── PROVIDED DATA ──
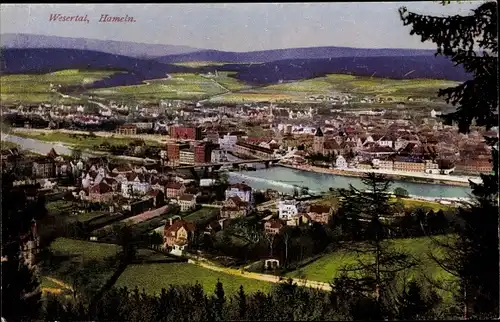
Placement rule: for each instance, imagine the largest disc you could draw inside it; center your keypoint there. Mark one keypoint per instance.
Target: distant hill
(291, 53)
(387, 67)
(46, 60)
(125, 48)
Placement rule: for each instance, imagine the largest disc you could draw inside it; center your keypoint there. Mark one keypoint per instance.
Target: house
(288, 209)
(273, 226)
(43, 168)
(408, 164)
(158, 198)
(174, 189)
(178, 234)
(341, 162)
(241, 190)
(100, 192)
(214, 227)
(364, 165)
(234, 207)
(299, 220)
(319, 213)
(136, 184)
(187, 202)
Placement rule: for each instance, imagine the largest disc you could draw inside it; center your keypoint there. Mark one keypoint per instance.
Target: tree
(374, 209)
(472, 42)
(242, 303)
(220, 300)
(413, 305)
(401, 193)
(76, 154)
(20, 287)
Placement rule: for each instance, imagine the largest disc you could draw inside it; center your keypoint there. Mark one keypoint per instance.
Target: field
(8, 145)
(203, 214)
(413, 203)
(179, 86)
(83, 249)
(370, 86)
(154, 277)
(80, 140)
(334, 84)
(36, 88)
(255, 96)
(329, 266)
(200, 63)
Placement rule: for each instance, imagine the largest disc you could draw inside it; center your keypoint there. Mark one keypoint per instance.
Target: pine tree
(374, 208)
(242, 303)
(472, 42)
(219, 301)
(21, 296)
(413, 305)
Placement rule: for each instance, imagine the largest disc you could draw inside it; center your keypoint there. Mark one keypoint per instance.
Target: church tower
(319, 142)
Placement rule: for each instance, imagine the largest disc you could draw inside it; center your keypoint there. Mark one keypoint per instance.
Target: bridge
(218, 165)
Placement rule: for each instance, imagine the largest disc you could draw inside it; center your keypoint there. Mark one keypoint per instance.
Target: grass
(330, 265)
(413, 203)
(254, 96)
(203, 214)
(35, 88)
(60, 206)
(9, 145)
(200, 63)
(226, 80)
(154, 277)
(86, 216)
(179, 86)
(362, 85)
(84, 249)
(335, 84)
(80, 140)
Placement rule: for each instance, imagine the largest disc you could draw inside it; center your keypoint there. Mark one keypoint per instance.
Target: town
(155, 179)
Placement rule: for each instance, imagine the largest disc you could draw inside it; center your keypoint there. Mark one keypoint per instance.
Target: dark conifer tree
(21, 296)
(375, 210)
(472, 42)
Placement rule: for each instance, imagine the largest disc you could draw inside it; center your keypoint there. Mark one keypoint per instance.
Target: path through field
(262, 277)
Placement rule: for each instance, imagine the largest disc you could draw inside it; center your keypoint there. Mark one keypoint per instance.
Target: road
(262, 277)
(451, 178)
(268, 205)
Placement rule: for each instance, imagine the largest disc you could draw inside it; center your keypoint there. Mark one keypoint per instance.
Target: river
(280, 178)
(283, 179)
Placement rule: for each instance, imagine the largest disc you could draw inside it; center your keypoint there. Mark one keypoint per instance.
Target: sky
(235, 27)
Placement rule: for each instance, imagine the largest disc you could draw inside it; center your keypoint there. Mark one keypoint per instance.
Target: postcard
(252, 149)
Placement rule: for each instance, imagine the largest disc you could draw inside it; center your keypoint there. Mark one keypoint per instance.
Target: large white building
(341, 162)
(288, 209)
(228, 142)
(135, 187)
(241, 190)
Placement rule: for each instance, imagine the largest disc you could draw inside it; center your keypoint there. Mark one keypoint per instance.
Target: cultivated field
(154, 277)
(83, 249)
(335, 84)
(35, 88)
(203, 214)
(369, 86)
(200, 63)
(179, 86)
(330, 265)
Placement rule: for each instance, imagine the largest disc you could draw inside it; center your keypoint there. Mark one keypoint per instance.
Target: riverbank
(401, 176)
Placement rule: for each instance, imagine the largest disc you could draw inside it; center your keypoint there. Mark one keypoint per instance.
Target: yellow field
(179, 86)
(36, 88)
(370, 86)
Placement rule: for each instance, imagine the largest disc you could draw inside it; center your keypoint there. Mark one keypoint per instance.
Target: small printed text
(57, 17)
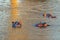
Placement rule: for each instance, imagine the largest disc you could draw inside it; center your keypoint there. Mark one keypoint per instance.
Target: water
(30, 12)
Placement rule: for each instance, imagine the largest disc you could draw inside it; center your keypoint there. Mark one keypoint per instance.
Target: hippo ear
(12, 22)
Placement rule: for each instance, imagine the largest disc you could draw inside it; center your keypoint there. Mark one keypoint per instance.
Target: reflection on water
(30, 12)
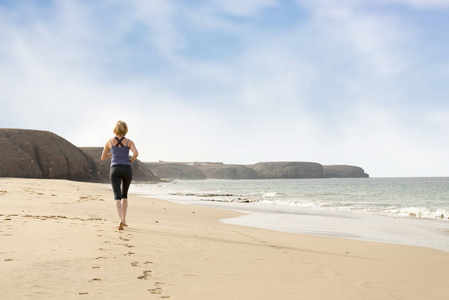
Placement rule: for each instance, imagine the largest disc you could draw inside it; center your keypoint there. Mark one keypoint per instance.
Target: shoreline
(362, 226)
(59, 240)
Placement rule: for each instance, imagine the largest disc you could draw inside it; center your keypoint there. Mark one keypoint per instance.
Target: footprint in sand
(156, 291)
(135, 264)
(146, 275)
───
After removing each picture, print the entries above exactly as they were.

Placement rule: for each instance, imagine the largest disc you could draw inside it; center your keypoint there. Mark one keypoint per instance.
Target: distant hill
(291, 53)
(387, 67)
(46, 60)
(125, 48)
Placement rule: for each instance, imagine the largest disc you could draw inside it; center your keypoint there. Mark one keypoint per instance.
Target: house
(288, 209)
(273, 226)
(43, 168)
(408, 164)
(158, 198)
(174, 189)
(178, 234)
(341, 162)
(241, 190)
(100, 192)
(214, 227)
(364, 165)
(234, 207)
(299, 220)
(319, 213)
(136, 184)
(187, 202)
Placement rule: for each instance, imagine the largest disc you could draw inside it; center your keypoint there. Mark one keypoint per instance.
Target: tree
(374, 209)
(472, 42)
(242, 303)
(220, 300)
(413, 305)
(401, 193)
(76, 154)
(20, 287)
Placement rule: for each instance, imagine the largest disc you could draw inside it; center your keypoint there. Mark one keypoint per instance.
Target: field
(8, 145)
(203, 214)
(413, 203)
(179, 86)
(83, 249)
(370, 86)
(154, 277)
(80, 140)
(334, 84)
(36, 88)
(255, 96)
(329, 266)
(200, 63)
Placement rule: for each instance, imagine the largest disc you could draw inside it; center your keypoint there. Mark one keypoint per instance.
Target: pine tree
(374, 208)
(242, 303)
(472, 42)
(219, 301)
(21, 296)
(413, 305)
Placement rule: for each instance, imagine the largest disc you could draw inside it; center your keypoint there. Mark one keypoint per instance.
Target: church tower
(319, 142)
Placement rule: for each instance, imagine the largest disc you could draw inside it; center your keypoint there. Mark one keypoint per instance.
Target: bridge
(218, 165)
Placement rule: for each instance, imagine the largest disc you could draw inside it; center your keypoint there. Mark one keypoint per instance.
Target: grass
(330, 265)
(413, 203)
(254, 96)
(203, 214)
(35, 88)
(60, 206)
(9, 145)
(200, 63)
(226, 80)
(154, 277)
(86, 216)
(179, 86)
(362, 85)
(84, 249)
(335, 84)
(80, 140)
Placement rule: for each instance, imagine the largest disc you could draw inside it; center your keypoint there. Mark one keypoint per instance.
Target: town
(155, 179)
Placement rule: for each instance, imagine the largest disc you could draw inside it; center your keypoint there. Mark one keypoint per instance.
Target: dark conifer tree
(21, 296)
(375, 210)
(472, 42)
Placement rule: for each instance, imagine the largest disc you could draw inside it; center your keypoint there. Mark one keypoint per instance.
Target: path through field
(262, 277)
Placement rule: for each instance, imagine the largest disc you could draw inside it; center your keypoint there. Mark one keypoint per instance.
Target: road
(262, 277)
(451, 178)
(268, 205)
Placement rule: for each instance, imagine the largest disc you could draw inside it; center your keypoint there. Mark one keypoint per instance.
Target: river
(280, 178)
(283, 179)
Placement rule: for each instance, imagine the largest disc you could draw inside it; center your keypoint there. Mark one keypoint per instance.
Target: sky
(235, 27)
Placement rule: for each instance, imagine the largest disc you could draw inside it; center your keypoint there. Mark one keypoint per instance.
Target: postcard
(252, 149)
Placement rule: for each instance, imagine the largest disc you could draw inside it; center your keypoint there. Mark one keypoint per instance.
Target: large white building
(341, 162)
(288, 209)
(228, 142)
(135, 187)
(241, 190)
Placement rule: for each instance, imagine the largest disc you could draw inside it; center your keypoint there. Mark one keypoint per instance.
Target: cultivated field
(154, 277)
(83, 249)
(335, 84)
(35, 88)
(203, 214)
(369, 86)
(200, 63)
(179, 86)
(330, 265)
Placement rule: for each instance, imagine the largest disc you could draw inside it; center your keypoint there. Mark one keypoint per instance.
Target: riverbank
(401, 176)
Placement rule: for each instance, imagine the largest disc you could draw inside it; center your keypoint there. Mark one keypoint per instance.
Target: yellow field
(179, 86)
(36, 88)
(370, 86)
Placement rule: for each instance, imagine the largest disc you could draw inside it; center your keypoint there. Mark one keypoint per instance.
Target: small printed text
(57, 17)
Placement rule: for each instance, imagine the largest disc you could draw inside it; center your keypoint there. Mark one keypoint per instance.
Target: water
(30, 12)
Placement rule: for each instance, imagine the largest disc you could draw inside it; center your keypoint there. Mark one keypoint per instance.
Target: hippo ear
(12, 22)
Placement rule: for each instance, imagine the largest disc you could draw inside it; center your keypoint there. Mark one keypoint per instance.
Target: reflection on water
(30, 12)
Placement rule: for each instance, imagine the largest disc you could draw inside it; center your keypoint there. Mark one keypoint per instance.
Target: shoreline
(362, 226)
(59, 240)
Placement rule: for each instance, imagine the largest disc you could draw inside it; center your keypoint there. Mark one keypoint per instance.
Target: footprint in sand
(156, 291)
(135, 264)
(146, 275)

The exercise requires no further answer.